Frühe politische Entwicklung
Schon als Jugendlicher suchte Bernhard Almstadt nach Wegen, um die tiefgreifenden gesellschaftlichen Missstände zu verstehen und zu bekämpfen. Aufgewachsen in einer kinderreichen Arbeiterfamilie, die Tag für Tag ums Überleben kämpfte, entwickelte er früh ein Gespür für soziale Ungerechtigkeit. 1913 – mit nur 16 Jahren – trat er dem **sozialdemokratischen Arbeiter-Turnverein "Fichte Linden"** bei. Dieser Verein war nicht nur ein Ort sportlicher Betätigung, sondern eine politische Schule für viele junge Proletarier. Hier lernte Almstadt, wie eng Körperertüchtigung und politisches Bewusstsein miteinander verbunden sein können. Der **Arbeitersport** war keine bloße Freizeitbeschäftigung – er war Ausdruck einer politischen Kultur, die Disziplin, Gemeinschaftsgeist und Solidarität in den Vordergrund stellte. In Turnhallen und auf Sportplätzen wurden nicht nur Muskeln, sondern auch Klassenbewusstsein und revolutionärer Geist gestählt.
Almstadt nahm aktiv an Wettkämpfen, Schulungen und politischen Diskussionen teil. Er lernte den Zusammenhalt der Arbeitersportgemeinschaft kennen und schätzen. Die Idee, dass der Sport nicht zur individuellen Selbstverwirklichung, sondern zur kollektiven Stärkung der Klasse diente, prägte ihn tief. So wuchs in ihm der Wille, die Gesellschaft nicht nur sportlich, sondern auch politisch zu verändern.

::::

### AUFGABENBESCHREIBUNG
Führe den Text über Bernhard Almstadts frühe politische Entwicklung im Anschluss an seinen letzten Satz weiter.

::::

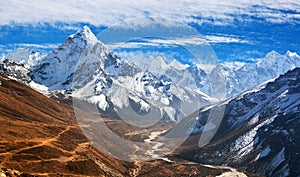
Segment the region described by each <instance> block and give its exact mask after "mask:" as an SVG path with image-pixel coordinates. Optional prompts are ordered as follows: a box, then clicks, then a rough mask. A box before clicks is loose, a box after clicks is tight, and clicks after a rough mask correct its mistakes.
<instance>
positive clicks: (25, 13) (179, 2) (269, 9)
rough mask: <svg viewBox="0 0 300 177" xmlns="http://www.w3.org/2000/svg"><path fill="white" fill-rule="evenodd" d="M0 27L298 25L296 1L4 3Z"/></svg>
mask: <svg viewBox="0 0 300 177" xmlns="http://www.w3.org/2000/svg"><path fill="white" fill-rule="evenodd" d="M0 13H1V16H0V25H9V24H14V23H17V24H37V23H44V22H47V23H55V22H58V21H59V22H67V23H77V22H86V23H90V24H93V25H96V26H111V25H114V24H116V23H119V22H120V21H122V20H124V19H132V18H141V17H145V16H159V17H164V18H171V19H175V20H178V21H184V22H192V21H196V22H197V23H201V22H206V21H207V22H214V23H215V24H218V23H219V24H224V23H230V22H232V21H233V20H236V19H238V20H245V19H244V18H245V17H250V18H247V19H246V20H251V18H252V17H253V18H260V19H264V20H266V21H269V22H273V23H282V22H290V23H300V20H299V19H300V1H299V0H261V1H259V2H256V1H250V0H223V1H219V0H211V1H203V0H193V1H188V2H187V1H183V0H172V1H169V0H166V1H158V0H140V1H136V0H127V1H123V0H94V1H85V0H76V1H73V0H72V1H71V0H64V1H57V0H6V1H3V2H1V6H0Z"/></svg>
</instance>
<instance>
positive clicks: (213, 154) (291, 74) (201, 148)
mask: <svg viewBox="0 0 300 177" xmlns="http://www.w3.org/2000/svg"><path fill="white" fill-rule="evenodd" d="M220 107H223V108H224V109H223V110H224V112H223V114H221V115H218V116H219V117H220V118H221V120H222V121H221V123H220V125H219V126H215V127H214V130H213V131H214V132H215V135H214V136H213V139H212V141H211V142H210V143H208V144H207V145H205V146H204V147H201V148H199V146H198V143H199V142H198V141H199V139H200V138H201V137H202V136H204V137H205V134H207V133H209V131H211V130H210V129H208V131H205V126H209V127H211V124H214V121H215V120H214V118H211V117H209V116H208V115H209V114H210V113H213V112H215V110H214V109H219V108H220ZM221 113H222V112H221ZM299 115H300V68H295V69H293V70H291V71H288V72H287V73H285V74H283V75H281V76H279V77H278V78H276V79H273V80H271V81H269V82H266V83H264V84H261V85H260V86H258V87H256V88H254V89H252V90H250V91H247V92H245V93H243V94H240V95H238V96H237V97H235V98H233V99H230V100H227V101H225V102H223V103H219V104H217V105H214V106H210V107H206V108H203V109H201V110H200V111H199V112H198V117H197V118H196V119H190V120H189V121H196V127H194V132H195V135H193V136H192V137H190V139H189V140H187V142H186V143H185V145H184V146H183V147H182V148H181V150H179V151H180V152H178V156H179V157H180V158H185V159H189V160H194V161H196V162H199V163H204V164H213V165H226V166H227V165H228V166H232V167H235V168H238V169H242V170H246V171H249V172H252V173H256V174H261V175H266V176H299V175H300V171H299V169H300V168H299V164H300V161H299V159H300V158H299V149H300V141H299V126H300V121H299V118H300V117H299Z"/></svg>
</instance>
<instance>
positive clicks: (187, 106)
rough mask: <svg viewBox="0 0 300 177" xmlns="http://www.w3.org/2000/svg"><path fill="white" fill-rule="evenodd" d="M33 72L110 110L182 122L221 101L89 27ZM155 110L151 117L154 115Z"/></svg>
mask: <svg viewBox="0 0 300 177" xmlns="http://www.w3.org/2000/svg"><path fill="white" fill-rule="evenodd" d="M29 75H30V77H31V78H32V80H33V81H35V82H36V83H39V84H41V85H45V86H46V87H48V89H49V90H50V91H54V90H72V96H73V97H75V98H80V99H82V100H86V101H87V102H90V103H94V104H96V105H98V107H99V109H100V110H101V111H102V112H104V113H105V114H106V115H118V116H119V117H122V116H123V117H124V116H125V117H128V116H129V115H123V114H124V112H126V111H124V110H127V112H128V111H131V112H132V115H131V116H132V117H143V116H144V117H145V119H146V118H147V117H146V116H145V115H147V114H148V118H151V117H152V118H154V117H155V118H156V119H155V121H157V120H159V119H162V118H166V119H170V120H173V121H178V120H180V119H181V118H182V117H184V116H186V115H188V114H190V113H191V112H193V111H194V110H197V109H198V108H200V107H201V106H203V105H207V104H210V103H211V102H215V101H217V100H216V99H213V98H211V97H209V96H207V95H206V94H204V93H201V92H199V91H193V90H191V89H189V88H184V87H180V86H177V85H176V84H175V82H173V81H171V80H170V79H169V78H168V76H167V75H164V74H162V75H154V74H152V73H151V72H147V71H142V70H141V69H140V68H139V67H138V66H136V65H134V64H133V63H131V62H129V61H126V60H122V59H120V58H119V57H117V56H116V55H115V54H113V53H112V52H110V51H109V50H108V49H107V48H106V47H105V45H104V44H103V43H102V42H100V41H99V40H97V38H96V37H95V35H94V34H93V33H92V32H91V31H90V29H89V28H88V27H87V26H85V27H83V28H82V29H81V30H79V31H78V32H77V33H75V34H73V35H71V36H69V37H68V38H67V39H66V40H65V41H64V42H63V43H62V44H61V45H60V46H59V47H58V48H56V49H54V50H53V51H52V52H50V53H48V54H47V55H46V56H45V57H44V58H42V59H41V60H39V62H38V63H37V64H36V65H35V66H33V67H32V69H31V72H30V74H29ZM150 115H151V116H150Z"/></svg>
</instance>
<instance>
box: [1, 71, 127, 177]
mask: <svg viewBox="0 0 300 177" xmlns="http://www.w3.org/2000/svg"><path fill="white" fill-rule="evenodd" d="M0 83H1V84H0V129H1V134H0V146H1V148H0V149H1V150H0V162H1V168H2V167H5V168H9V169H16V170H19V171H20V172H23V173H26V174H30V175H38V176H39V175H50V176H51V175H52V176H56V175H71V176H76V175H85V176H122V175H126V173H127V170H128V168H130V166H129V164H127V165H126V163H124V162H121V161H118V160H116V159H113V158H111V157H108V156H105V155H103V154H101V153H99V152H98V151H97V150H96V149H95V148H94V147H93V146H92V145H91V144H90V143H89V141H88V139H87V138H86V137H85V136H84V135H83V133H82V132H81V129H80V128H79V126H78V125H77V123H76V119H75V116H74V113H73V109H72V108H71V107H68V106H64V105H60V104H58V103H57V102H55V101H53V100H50V99H49V98H47V97H45V96H44V95H42V94H40V93H38V92H36V91H34V90H32V89H31V88H29V87H27V86H25V85H23V84H20V83H18V82H16V81H14V80H11V79H9V78H6V77H4V76H2V75H1V76H0ZM87 169H88V170H87Z"/></svg>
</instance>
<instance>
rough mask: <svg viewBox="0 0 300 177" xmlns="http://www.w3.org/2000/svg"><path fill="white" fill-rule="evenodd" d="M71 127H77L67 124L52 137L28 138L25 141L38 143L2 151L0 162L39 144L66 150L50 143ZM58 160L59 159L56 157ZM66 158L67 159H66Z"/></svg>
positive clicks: (68, 129)
mask: <svg viewBox="0 0 300 177" xmlns="http://www.w3.org/2000/svg"><path fill="white" fill-rule="evenodd" d="M72 128H77V127H76V126H72V125H70V126H67V127H66V129H64V130H62V131H61V132H59V133H58V134H57V135H56V136H55V137H52V138H48V139H43V138H34V139H31V140H28V141H26V142H33V143H39V144H36V145H33V146H26V147H22V148H17V149H15V150H12V151H8V152H4V153H0V156H5V158H4V159H3V160H2V162H1V164H4V163H5V162H6V161H7V160H8V159H10V158H11V157H12V156H13V155H14V154H17V153H20V152H22V151H26V150H29V149H32V148H36V147H41V146H45V145H47V146H50V147H54V148H56V149H59V150H61V151H63V152H68V153H69V151H66V150H64V149H62V148H59V147H56V146H54V145H53V144H51V143H52V142H55V141H59V137H60V136H61V135H62V134H64V133H66V132H68V131H70V130H71V129H72ZM1 142H2V143H5V142H7V141H1ZM13 142H14V143H18V142H20V143H21V142H24V140H16V141H13ZM57 160H59V159H57ZM66 160H67V159H66Z"/></svg>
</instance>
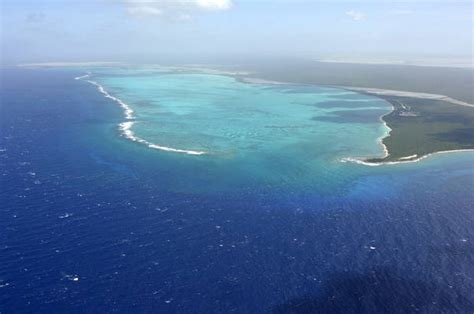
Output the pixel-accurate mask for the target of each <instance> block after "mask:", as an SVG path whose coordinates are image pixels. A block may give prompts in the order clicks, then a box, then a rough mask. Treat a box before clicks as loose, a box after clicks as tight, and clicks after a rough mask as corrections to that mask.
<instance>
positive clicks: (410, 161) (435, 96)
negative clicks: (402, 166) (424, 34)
mask: <svg viewBox="0 0 474 314" xmlns="http://www.w3.org/2000/svg"><path fill="white" fill-rule="evenodd" d="M336 87H337V86H336ZM339 87H340V88H344V89H346V90H351V91H355V92H358V91H361V92H366V93H368V94H372V95H375V96H377V95H382V96H399V97H411V98H421V99H433V100H444V101H446V102H450V103H453V104H456V105H461V106H467V107H474V105H472V104H469V103H466V102H463V101H460V100H456V99H453V98H450V97H448V96H444V95H437V94H427V93H416V92H404V91H396V90H389V89H378V88H364V87H349V86H339ZM387 102H388V103H389V104H390V105H391V106H392V110H391V111H390V112H389V113H386V114H384V115H382V116H380V118H379V120H380V121H381V122H382V123H383V124H384V126H385V127H386V128H387V129H388V130H389V131H388V132H387V133H386V134H385V135H383V136H382V137H380V138H379V139H378V140H377V141H378V142H379V143H380V144H381V145H382V147H383V151H384V155H383V156H382V157H375V158H380V159H384V158H387V157H388V156H389V153H388V149H387V146H386V145H385V144H384V143H383V140H384V139H385V138H387V137H389V136H390V132H392V129H391V128H390V127H389V126H388V125H387V122H385V120H384V119H383V118H384V117H385V116H387V115H389V114H391V113H392V112H394V111H395V107H394V106H393V104H392V103H391V102H389V101H387ZM466 151H474V149H455V150H446V151H439V152H434V153H430V154H426V155H423V156H421V157H419V158H416V157H417V156H418V155H417V154H415V155H412V156H406V157H400V158H398V160H399V161H384V162H370V161H367V159H368V158H369V157H365V158H362V157H357V158H355V157H345V158H342V159H341V160H340V162H353V163H356V164H360V165H365V166H383V165H398V164H405V163H412V162H418V161H420V160H423V159H425V158H428V157H430V156H432V155H435V154H443V153H454V152H466ZM412 158H415V159H412Z"/></svg>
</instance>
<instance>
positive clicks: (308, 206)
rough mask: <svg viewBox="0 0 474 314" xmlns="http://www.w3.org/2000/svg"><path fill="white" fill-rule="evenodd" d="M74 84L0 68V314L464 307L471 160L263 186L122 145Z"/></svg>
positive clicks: (465, 287)
mask: <svg viewBox="0 0 474 314" xmlns="http://www.w3.org/2000/svg"><path fill="white" fill-rule="evenodd" d="M80 74H82V73H81V72H78V71H73V70H69V71H66V70H28V69H3V70H2V80H1V82H2V86H1V111H0V118H1V121H0V122H1V123H0V127H1V137H0V162H1V164H0V167H1V168H0V170H1V172H0V173H1V182H0V183H1V205H0V207H1V209H0V230H1V232H0V312H2V313H27V312H36V313H38V312H42V313H55V312H97V313H104V312H159V313H230V312H236V313H265V312H277V313H287V312H290V313H292V312H293V313H306V312H312V311H313V312H315V311H316V312H318V311H319V312H321V313H359V312H372V313H384V312H386V313H409V312H414V313H415V312H417V313H419V312H421V313H472V312H473V311H474V294H473V292H472V291H474V228H473V227H474V208H473V195H474V170H473V154H472V153H455V154H442V155H437V156H433V157H430V158H428V159H426V160H424V161H422V162H419V163H412V164H406V165H397V166H384V167H366V166H362V165H356V164H342V163H341V165H340V166H337V165H336V164H334V166H333V167H336V168H334V169H337V172H335V173H337V177H336V178H333V177H331V174H332V173H334V172H332V171H329V170H325V171H321V173H319V174H320V175H321V177H320V180H319V181H318V177H316V178H315V180H311V181H307V180H306V181H305V182H306V184H304V185H303V186H300V185H297V184H275V182H274V181H273V180H268V182H270V183H271V184H267V185H264V186H262V185H261V182H262V179H261V178H260V177H259V180H257V181H255V180H254V178H253V177H252V176H251V175H248V178H249V179H248V182H246V181H245V180H242V177H244V178H245V177H246V176H245V175H244V174H242V171H241V169H246V168H239V167H236V169H239V171H234V170H233V168H229V167H227V168H226V167H224V166H223V165H222V164H220V163H219V164H218V165H214V166H213V163H210V162H209V161H206V159H205V158H207V157H204V156H198V157H196V156H186V155H177V154H170V153H165V152H159V151H157V150H153V149H149V148H147V147H145V146H143V145H139V144H137V143H134V142H131V141H129V140H127V139H125V138H124V137H123V136H121V135H120V132H119V130H118V128H117V125H118V124H119V123H121V122H123V112H122V110H121V108H120V107H118V106H117V104H116V103H114V102H113V101H111V100H110V99H107V98H104V97H103V95H102V94H100V93H99V92H98V91H97V89H96V88H95V87H94V86H92V85H90V84H87V83H85V82H82V81H77V80H74V79H73V78H74V77H75V76H78V75H80ZM375 122H377V121H375ZM364 136H365V135H364ZM357 144H359V143H357ZM367 145H368V146H367V147H366V148H364V149H367V150H369V151H370V150H372V149H374V148H373V147H372V146H373V145H376V139H375V138H374V139H373V141H371V142H370V143H367ZM285 157H286V156H285ZM196 158H197V159H196ZM265 162H266V164H265V167H267V168H269V169H271V168H272V167H271V164H272V163H275V164H274V165H275V171H278V167H279V166H280V165H282V164H284V163H282V161H281V160H280V159H278V158H275V160H273V159H268V160H265ZM231 164H232V163H229V165H231ZM340 167H346V168H340ZM224 169H225V171H224ZM307 169H310V168H303V169H299V171H301V172H302V173H304V175H301V176H302V177H306V176H307V175H308V173H305V171H306V170H307ZM331 169H332V168H331ZM265 173H267V172H265ZM234 177H235V178H236V179H235V180H234V179H233V178H234ZM293 181H294V180H293ZM293 181H292V182H293ZM220 182H225V184H224V187H223V188H222V189H219V183H220ZM235 182H236V183H235ZM263 182H265V181H263ZM326 182H327V184H326ZM233 183H235V184H233ZM293 183H294V182H293Z"/></svg>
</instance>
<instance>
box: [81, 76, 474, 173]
mask: <svg viewBox="0 0 474 314" xmlns="http://www.w3.org/2000/svg"><path fill="white" fill-rule="evenodd" d="M226 74H227V73H226ZM227 75H229V76H231V77H234V78H235V79H237V80H238V81H241V82H244V83H248V84H269V85H285V84H291V83H289V82H279V81H269V80H260V79H252V78H246V77H244V76H242V75H232V74H227ZM90 76H91V73H90V72H87V74H85V75H82V76H78V77H75V79H76V80H84V81H86V82H88V83H90V84H92V85H94V86H96V87H97V89H98V90H99V92H100V93H102V94H103V95H104V97H106V98H109V99H111V100H113V101H115V102H116V103H118V104H119V105H120V107H121V108H122V109H123V110H124V115H125V118H126V119H127V121H124V122H122V123H120V124H119V129H120V131H121V133H122V135H123V136H124V137H125V138H127V139H129V140H131V141H133V142H137V143H140V144H143V145H146V146H148V147H149V148H152V149H158V150H161V151H166V152H174V153H183V154H188V155H205V154H209V153H208V152H205V151H197V150H186V149H179V148H173V147H167V146H161V145H158V144H155V143H152V142H149V141H147V140H145V139H143V138H140V137H138V136H136V135H135V133H134V132H133V131H132V126H133V125H134V124H135V123H136V122H137V121H130V120H134V119H135V116H134V111H133V109H132V108H131V107H130V106H129V105H128V104H126V103H125V102H123V101H122V100H121V99H119V98H117V97H115V96H112V95H111V94H109V93H108V92H107V91H106V90H105V89H104V87H103V86H102V85H100V84H99V83H97V82H96V81H92V80H90V79H88V78H90ZM333 87H335V88H340V89H345V90H348V91H350V92H355V93H362V94H366V95H370V96H374V97H377V98H379V99H382V100H384V101H387V100H386V99H384V98H383V97H380V96H383V95H384V93H388V95H393V94H392V93H395V92H396V93H397V96H399V95H400V94H399V93H404V92H401V91H391V90H383V91H382V90H375V89H366V88H352V87H346V86H333ZM374 91H375V92H374ZM412 94H415V93H410V95H409V96H412ZM404 96H408V95H404ZM428 96H429V97H428ZM415 98H427V99H440V100H441V99H442V100H448V102H451V103H453V104H457V105H462V106H472V105H471V104H465V103H460V102H459V101H456V100H454V99H451V98H447V97H446V96H442V95H433V94H424V93H416V97H415ZM387 102H388V103H389V104H390V105H391V110H390V111H389V112H388V113H385V114H383V115H381V116H380V117H379V119H380V122H382V124H383V125H384V126H385V128H386V129H387V131H386V132H385V133H384V134H383V135H382V136H381V137H379V138H378V139H377V142H378V143H379V144H380V145H382V148H383V155H382V156H380V157H376V158H377V159H386V158H387V157H389V156H390V153H389V150H388V148H387V146H386V145H385V143H384V139H386V138H387V137H389V136H390V133H391V131H392V128H390V126H389V125H388V124H387V122H386V121H385V120H384V117H386V116H388V115H390V114H391V113H393V112H394V111H395V110H396V108H395V107H394V105H393V104H392V103H391V102H390V101H387ZM468 151H474V149H454V150H445V151H435V152H432V153H428V154H424V155H421V156H419V155H417V154H414V155H411V156H405V157H400V158H398V160H395V161H371V160H372V159H373V158H372V157H344V158H342V159H340V160H339V161H340V162H343V163H345V162H351V163H356V164H360V165H365V166H383V165H396V164H404V163H414V162H418V161H421V160H423V159H426V158H428V157H430V156H432V155H436V154H441V153H452V152H468Z"/></svg>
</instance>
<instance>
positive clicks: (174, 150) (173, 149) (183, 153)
mask: <svg viewBox="0 0 474 314" xmlns="http://www.w3.org/2000/svg"><path fill="white" fill-rule="evenodd" d="M86 78H90V72H88V73H87V74H85V75H82V76H77V77H75V78H74V79H75V80H82V81H85V82H88V83H90V84H92V85H94V86H95V87H96V88H97V90H98V91H99V92H100V93H101V94H102V95H104V97H105V98H109V99H111V100H113V101H114V102H116V103H117V104H119V106H120V107H121V108H122V109H123V111H124V115H125V119H126V120H127V121H124V122H121V123H119V125H118V126H119V130H120V131H121V132H122V136H124V137H125V138H127V139H129V140H131V141H133V142H136V143H140V144H144V145H146V146H148V147H149V148H153V149H157V150H161V151H165V152H173V153H181V154H186V155H195V156H196V155H205V154H208V153H207V152H204V151H197V150H186V149H179V148H173V147H167V146H161V145H158V144H155V143H152V142H149V141H147V140H145V139H143V138H141V137H138V136H136V135H135V133H134V132H133V131H132V126H133V125H134V124H135V123H136V122H137V121H136V120H135V116H134V111H133V109H132V108H131V107H130V106H129V105H128V104H126V103H125V102H123V101H122V100H121V99H119V98H117V97H115V96H112V95H111V94H109V93H108V92H107V91H106V90H105V88H104V87H103V86H102V85H100V84H99V83H97V82H95V81H92V80H85V79H86ZM131 120H132V121H131Z"/></svg>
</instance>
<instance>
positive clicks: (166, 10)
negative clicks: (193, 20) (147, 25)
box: [120, 0, 232, 20]
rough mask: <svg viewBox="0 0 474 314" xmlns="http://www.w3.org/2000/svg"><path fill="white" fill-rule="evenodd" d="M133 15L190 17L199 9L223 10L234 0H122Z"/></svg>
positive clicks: (226, 7) (130, 12)
mask: <svg viewBox="0 0 474 314" xmlns="http://www.w3.org/2000/svg"><path fill="white" fill-rule="evenodd" d="M120 2H121V3H123V4H124V5H125V7H126V9H127V12H128V13H129V14H130V15H132V16H137V17H144V16H166V17H171V18H175V19H178V20H183V19H189V18H190V17H191V16H192V14H193V13H197V12H199V11H201V12H202V11H222V10H228V9H230V8H231V7H232V0H121V1H120Z"/></svg>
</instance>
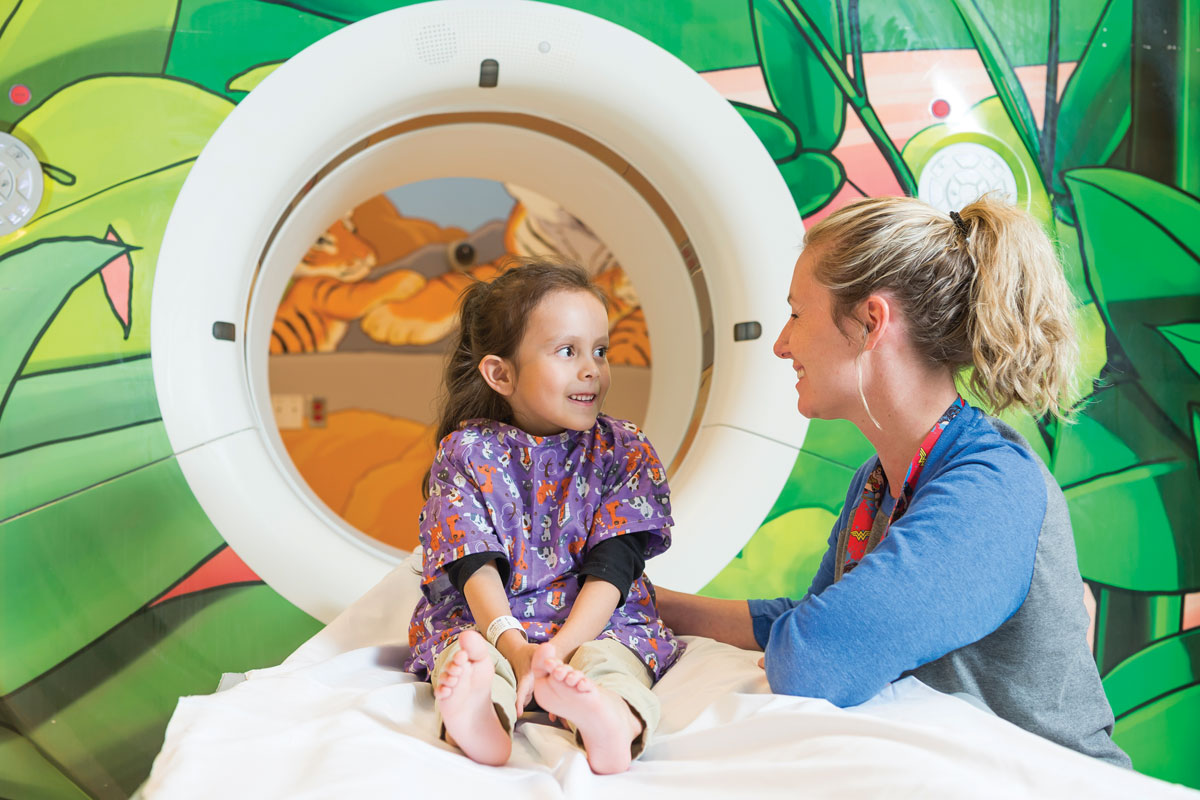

::::

### ERGEBNIS DER AUFGABE
Der Ausbruch des **Ersten Weltkriegs** im Jahr 1914 erschütterte ihn zutiefst. Die anfängliche Kriegsbegeisterung großer Teile der Bevölkerung konnte er nicht teilen. Noch schwerer traf ihn die Entscheidung der **Sozialdemokratie**, den Kriegskrediten zuzustimmen. Für ihn war dies ein klarer Verrat an den internationalen Idealen der Arbeiterbewegung, die sich immer für Frieden und Völkerverständigung eingesetzt hatte. Die Enttäuschung über diese Kapitulation der SPD vor dem Nationalismus war ein Schlüsselmoment in seiner politischen Radikalisierung.
1916 wurde Almstadt gegen seinen Willen zum Militärdienst eingezogen. Er diente in einer Infanterieeinheit und erlebte an der Front das Grauen des Stellungskriegs: Hunger, Kälte, Schlamm, Tod. Die elenden Bedingungen und die Sinnlosigkeit der Opfer, die im Namen imperialistischer Interessen gebracht wurden, bestätigten seine antimilitaristische Überzeugung. Er beobachtete, wie Arbeiter aus verschiedenen Ländern einander auf Befehl der Herrschenden erschossen – statt gemeinsam gegen ihre Ausbeuter zu kämpfen.
Im **August 1918**, nur wenige Wochen vor Kriegsende, traf Almstadt eine folgenschwere und mutige Entscheidung: Er **desertierte** von der Front in Frankreich. Unter Lebensgefahr floh er nach Hannover zurück. Dort tauchte er unter, lebte in wechselnden Verstecken und war ständig der Gefahr ausgesetzt, von der Militärpolizei oder Denunzianten entdeckt zu werden. Seine Familie unterstützte ihn, soweit es möglich war, bei diesem illegalen Leben. Bis zur **Novemberrevolution 1918** blieb er im Untergrund, eine Zeit der Angst, aber auch der Hoffnung auf grundlegenden Wandel.
Die Revolution bedeutete für Almstadt die Befreiung – nicht nur von der Lebensgefahr als Deserteur, sondern auch im ideellen Sinne. Er beteiligte sich aktiv an Demonstrationen, übernahm Aufgaben im revolutionären Arbeiter- und Soldatenrat von Hannover und trat bald der **Spartakusgruppe** bei, dem linken Flügel der sozialistischen Bewegung. In dieser revolutionären Organisation fand er Gleichgesinnte, die wie er an die Notwendigkeit eines radikalen Bruchs mit dem Kapitalismus glaubten.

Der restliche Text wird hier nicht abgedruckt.